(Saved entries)
────────────────────────────────────────

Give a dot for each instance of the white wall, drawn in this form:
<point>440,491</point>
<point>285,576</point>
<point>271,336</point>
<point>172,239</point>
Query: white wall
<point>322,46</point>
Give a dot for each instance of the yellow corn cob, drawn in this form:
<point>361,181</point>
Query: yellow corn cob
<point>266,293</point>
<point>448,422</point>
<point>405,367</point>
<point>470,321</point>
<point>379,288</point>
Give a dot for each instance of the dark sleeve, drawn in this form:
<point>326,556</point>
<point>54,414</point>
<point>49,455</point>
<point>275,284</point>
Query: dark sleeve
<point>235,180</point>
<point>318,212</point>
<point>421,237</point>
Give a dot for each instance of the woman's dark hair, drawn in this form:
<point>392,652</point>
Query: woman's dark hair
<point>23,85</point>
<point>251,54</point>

────────────────────────────────────────

## What is required
Report every line of the data above that contains the string "drawn" by copying it in full.

## Exercise result
Give a dot for each instance of the white wall, drawn in this form:
Give a dot for each instance of the yellow corn cob, drawn in this form:
Give a dot for each instance of the dark sleeve, drawn in this form:
Give a dot for each instance of the woman's dark hair, drawn in this form:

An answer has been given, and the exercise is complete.